*TASK BRIEF:*
Rewrite the lines from the start of the records through the line containing "2L21 7L18 9ZM25", both ends included, as a numbered list with blank lines omitted. Leave the pictures out of the list.

INPUT DATA Block Start

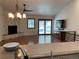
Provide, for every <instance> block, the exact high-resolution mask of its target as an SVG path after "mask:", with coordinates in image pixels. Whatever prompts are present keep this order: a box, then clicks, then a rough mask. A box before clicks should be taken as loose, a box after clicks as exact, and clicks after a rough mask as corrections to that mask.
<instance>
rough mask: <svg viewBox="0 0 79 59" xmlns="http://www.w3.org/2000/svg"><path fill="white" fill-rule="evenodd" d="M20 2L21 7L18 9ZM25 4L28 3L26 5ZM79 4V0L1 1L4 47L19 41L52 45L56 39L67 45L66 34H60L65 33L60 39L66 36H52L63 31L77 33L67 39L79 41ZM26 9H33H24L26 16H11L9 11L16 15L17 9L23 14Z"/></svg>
mask: <svg viewBox="0 0 79 59" xmlns="http://www.w3.org/2000/svg"><path fill="white" fill-rule="evenodd" d="M17 1H18V2H17ZM17 4H18V8H16V7H17V6H16V5H17ZM24 4H26V5H25V6H24ZM78 6H79V0H59V1H58V0H46V1H45V0H43V1H40V0H33V1H31V0H29V1H27V0H23V1H21V0H15V1H13V0H11V1H10V0H6V1H2V0H1V1H0V45H1V46H3V45H4V44H5V43H9V42H19V43H20V44H21V45H27V44H31V45H32V44H51V43H53V42H56V43H60V42H63V44H64V43H66V42H65V40H63V38H64V34H63V33H61V35H63V36H61V38H62V37H63V38H62V40H61V39H60V37H57V38H58V39H53V37H54V36H55V35H56V34H58V33H60V32H64V33H65V32H68V33H70V32H71V33H72V32H74V34H73V35H74V36H73V40H69V39H70V38H69V37H72V35H71V36H69V37H67V41H68V40H69V42H71V41H79V39H78V38H77V37H79V30H78V29H79V28H78V26H79V23H78V21H79V20H78V19H79V16H78V15H79V7H78ZM24 8H25V9H26V10H30V12H28V11H26V12H24V13H25V14H26V15H27V16H26V18H24V19H23V18H16V17H14V18H9V16H8V13H9V12H13V14H15V13H16V12H17V11H16V10H17V9H18V10H20V12H21V14H22V12H23V9H24ZM14 16H16V15H14ZM30 20H31V21H32V22H33V24H32V25H30V24H29V23H30ZM57 21H58V22H59V21H60V22H63V25H62V26H59V25H57ZM41 24H42V25H41ZM41 26H42V27H41ZM46 26H47V27H46ZM11 27H12V28H11ZM13 27H15V28H14V29H15V30H16V31H15V30H14V31H13V30H12V29H13ZM59 27H62V28H59ZM10 30H12V31H10ZM40 31H41V32H40ZM59 35H60V34H59ZM59 39H60V40H59Z"/></svg>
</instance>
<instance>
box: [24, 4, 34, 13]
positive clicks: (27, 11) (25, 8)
mask: <svg viewBox="0 0 79 59" xmlns="http://www.w3.org/2000/svg"><path fill="white" fill-rule="evenodd" d="M25 7H26V4H24V10H23V11H24V12H32V11H33V10H26V8H25Z"/></svg>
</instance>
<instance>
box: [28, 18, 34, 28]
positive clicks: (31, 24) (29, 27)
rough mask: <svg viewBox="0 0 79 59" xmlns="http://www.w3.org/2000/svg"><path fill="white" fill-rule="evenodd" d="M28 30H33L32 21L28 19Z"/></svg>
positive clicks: (33, 23) (33, 20) (32, 24)
mask: <svg viewBox="0 0 79 59" xmlns="http://www.w3.org/2000/svg"><path fill="white" fill-rule="evenodd" d="M28 28H34V19H28Z"/></svg>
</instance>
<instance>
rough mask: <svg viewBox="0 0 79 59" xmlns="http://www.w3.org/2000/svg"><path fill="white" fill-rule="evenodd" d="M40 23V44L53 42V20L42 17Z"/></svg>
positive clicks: (39, 33)
mask: <svg viewBox="0 0 79 59" xmlns="http://www.w3.org/2000/svg"><path fill="white" fill-rule="evenodd" d="M38 23H39V25H38V34H39V44H45V43H51V38H52V20H49V19H41V20H39V22H38Z"/></svg>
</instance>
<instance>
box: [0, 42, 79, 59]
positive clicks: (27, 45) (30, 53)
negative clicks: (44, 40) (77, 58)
mask: <svg viewBox="0 0 79 59" xmlns="http://www.w3.org/2000/svg"><path fill="white" fill-rule="evenodd" d="M20 47H21V48H22V49H24V50H25V51H26V52H27V55H28V56H29V57H31V58H33V57H44V56H56V55H63V54H74V53H79V42H63V43H62V42H60V43H52V44H30V45H21V46H20ZM0 59H15V52H6V51H5V50H4V49H3V47H0Z"/></svg>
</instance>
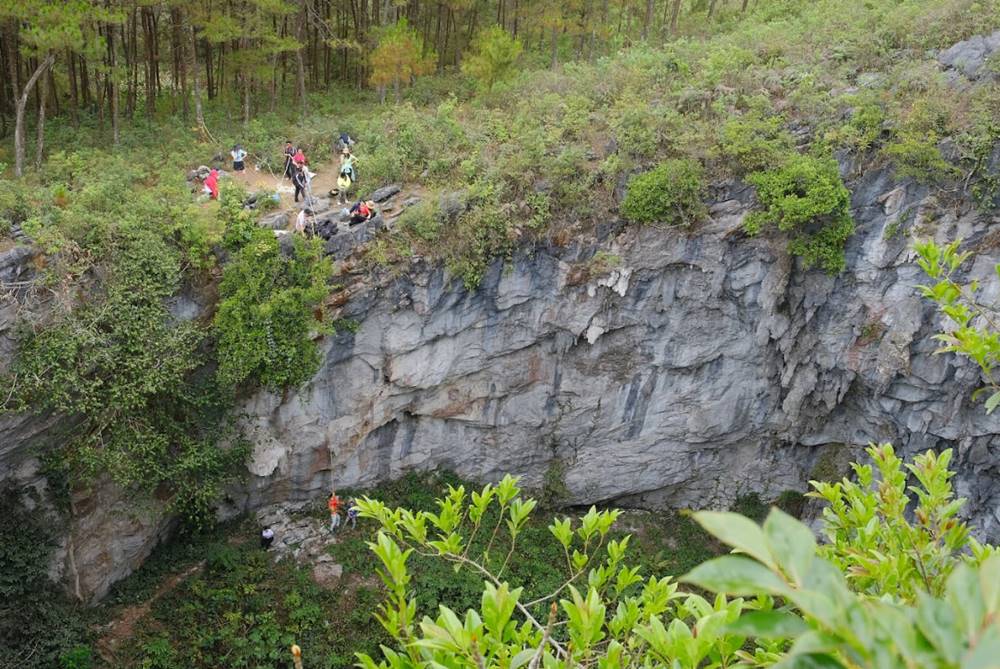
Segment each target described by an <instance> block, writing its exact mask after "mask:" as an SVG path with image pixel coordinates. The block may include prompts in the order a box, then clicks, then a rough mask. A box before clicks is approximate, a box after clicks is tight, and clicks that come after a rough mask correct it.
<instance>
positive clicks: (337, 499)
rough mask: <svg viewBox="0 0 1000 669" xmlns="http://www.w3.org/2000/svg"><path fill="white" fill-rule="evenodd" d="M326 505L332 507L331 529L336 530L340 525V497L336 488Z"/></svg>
mask: <svg viewBox="0 0 1000 669" xmlns="http://www.w3.org/2000/svg"><path fill="white" fill-rule="evenodd" d="M326 505H327V507H329V509H330V531H331V532H336V531H337V528H338V527H340V498H339V497H337V491H336V490H334V491H333V492H332V493H330V499H329V501H327V503H326Z"/></svg>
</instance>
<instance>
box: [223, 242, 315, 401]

INPUT DATA Block End

*EXERCISE SOLUTION:*
1. Provide, for every <instance> block, the exact high-resolution mask of its target as an SVG path after "mask:", with coordinates in image pixels. Whatever prompts are present keep this order: a box, then clicks, then a rough mask. A box before clicks should be taken as loose, a box after clicks as exact, and clicks after a rough mask as corrections to that mask.
2. <instance>
3. rough mask: <svg viewBox="0 0 79 59" xmlns="http://www.w3.org/2000/svg"><path fill="white" fill-rule="evenodd" d="M20 2L21 7L18 9ZM25 4L28 3L26 5ZM79 4V0L1 1L4 47L19 41L52 45L56 39L67 45L66 34H60L65 33L60 39L66 36H52L63 31L77 33L67 39L79 41ZM26 9H33H24L26 16H11L9 11L16 15L17 9L23 14Z"/></svg>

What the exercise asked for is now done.